▸ **GIVEN INSTRUCTION**
Copy out the Seitel allegations text below word for word, in full.

## START SOURCE

SUBSTANTIVE ALLEGATIONS

          18.          Seitel is a leading provider of seismic data to the oil and gas exploration industry. Seitel claims to have the largest "library" of seismic data in North America. Seismic surveys enable geoscientists to visualize the subsurface of the earth using waves of sound to "map" geologic structures and determine the location of oil and gas reservoirs. The seismic data acquired helps them decide where - or where not - to engage in expensive drilling operations. Use of seismic data significantly decreases the risk of drilling a non-producing well. The majority of the Company's seismic surveys cover onshore and offshore U.S. Gulf Coast region, the Rocky Mountain region and Canada. Seitel also engages in its own oil and gas exploration activities. The Company's oil and gas exploration, development and production activities are on properties located primarily in the onshore Gulf Coast areas of Texas, Louisiana, Alabama and Mississippi, as well as California and Arkansas.

          19.          Seitel's executives are highly-paid, and the Board has traditionally linked compensation to profitability and revenue growth. Some executives, such as defendants Frame and Fiur, earn commissions, which, according to the year 2001 Proxy Statement, are "based on sales."

          20.          Defendants Frame and Pearlman received amended employment agreements in 2000 which provided that Pearlman and Frame would receive a base salary of $428,437 and $444,878, respectively, and annual bonus payments based on annual Pre-Tax Profits (the "PTP") of the Company and its majority-owned subsidiaries ("Subsidiaries"). In order for these bonuses to be payable, the PTP must exceed a minimum threshold (the "PTP Threshold") for the applicable year. The PTP Threshold was set at $10 million for fiscal 2000 and for the two fiscal years thereafter, $12 million for fiscal 2003 through fiscal 2007, and $14 million for fiscal 2008 and thereafter. Once the PTP Threshold is reached, Pearlman and Frame are entitled to receive a bonus based on annual PTP of the Company and its Subsidiaries of approximately 3% of the PTP. Frame's agreement further provides for him to receive an annual bonus equal to 1% of the annual sales of the Company in excess of $30 million, provided that the PTP exceeds the PTP Threshold.

## END SOURCE
## START RECORD EXCERPTS

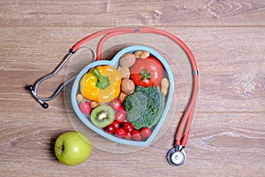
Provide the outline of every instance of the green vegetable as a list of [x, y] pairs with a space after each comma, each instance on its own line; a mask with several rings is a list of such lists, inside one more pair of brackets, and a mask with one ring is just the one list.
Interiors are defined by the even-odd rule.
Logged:
[[137, 86], [125, 100], [127, 119], [135, 129], [152, 127], [160, 119], [164, 104], [165, 97], [156, 87]]

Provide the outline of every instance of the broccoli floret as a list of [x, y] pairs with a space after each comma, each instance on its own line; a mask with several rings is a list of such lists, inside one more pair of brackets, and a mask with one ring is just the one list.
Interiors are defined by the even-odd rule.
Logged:
[[136, 129], [152, 127], [160, 119], [165, 98], [156, 87], [137, 86], [125, 100], [127, 119]]

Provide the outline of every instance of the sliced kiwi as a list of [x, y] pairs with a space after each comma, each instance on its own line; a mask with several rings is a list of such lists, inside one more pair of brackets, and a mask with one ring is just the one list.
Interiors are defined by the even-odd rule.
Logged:
[[106, 104], [93, 109], [90, 114], [91, 122], [98, 127], [106, 127], [115, 119], [115, 112]]

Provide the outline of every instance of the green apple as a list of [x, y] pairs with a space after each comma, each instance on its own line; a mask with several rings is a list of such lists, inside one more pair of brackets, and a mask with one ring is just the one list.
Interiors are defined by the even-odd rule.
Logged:
[[80, 132], [69, 131], [57, 137], [55, 154], [58, 160], [67, 165], [83, 163], [92, 151], [88, 137]]

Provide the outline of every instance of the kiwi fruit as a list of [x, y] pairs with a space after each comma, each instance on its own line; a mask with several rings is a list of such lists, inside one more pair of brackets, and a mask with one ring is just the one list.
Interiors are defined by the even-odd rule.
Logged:
[[92, 110], [90, 119], [95, 126], [104, 128], [114, 121], [115, 112], [110, 106], [102, 104]]

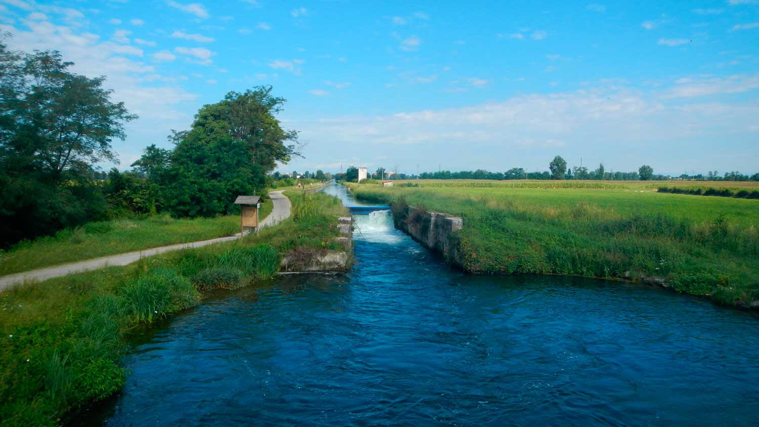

## END RECORD EXCERPTS

▸ **ANSWER FOR THE TASK**
SUBSTANTIVE ALLEGATIONS

          18.          Seitel is a leading provider of seismic data to the oil and gas exploration industry. Seitel claims to have the largest "library" of seismic data in North America. Seismic surveys enable geoscientists to visualize the subsurface of the earth using waves of sound to "map" geologic structures and determine the location of oil and gas reservoirs. The seismic data acquired helps them decide where - or where not - to engage in expensive drilling operations. Use of seismic data significantly decreases the risk of drilling a non-producing well. The majority of the Company's seismic surveys cover onshore and offshore U.S. Gulf Coast region, the Rocky Mountain region and Canada. Seitel also engages in its own oil and gas exploration activities. The Company's oil and gas exploration, development and production activities are on properties located primarily in the onshore Gulf Coast areas of Texas, Louisiana, Alabama and Mississippi, as well as California and Arkansas.

          19.          Seitel's executives are highly-paid, and the Board has traditionally linked compensation to profitability and revenue growth. Some executives, such as defendants Frame and Fiur, earn commissions, which, according to the year 2001 Proxy Statement, are "based on sales."

          20.          Defendants Frame and Pearlman received amended employment agreements in 2000 which provided that Pearlman and Frame would receive a base salary of $428,437 and $444,878, respectively, and annual bonus payments based on annual Pre-Tax Profits (the "PTP") of the Company and its majority-owned subsidiaries ("Subsidiaries"). In order for these bonuses to be payable, the PTP must exceed a minimum threshold (the "PTP Threshold") for the applicable year. The PTP Threshold was set at $10 million for fiscal 2000 and for the two fiscal years thereafter, $12 million for fiscal 2003 through fiscal 2007, and $14 million for fiscal 2008 and thereafter. Once the PTP Threshold is reached, Pearlman and Frame are entitled to receive a bonus based on annual PTP of the Company and its Subsidiaries of approximately 3% of the PTP. Frame's agreement further provides for him to receive an annual bonus equal to 1% of the annual sales of the Company in excess of $30 million, provided that the PTP exceeds the PTP Threshold.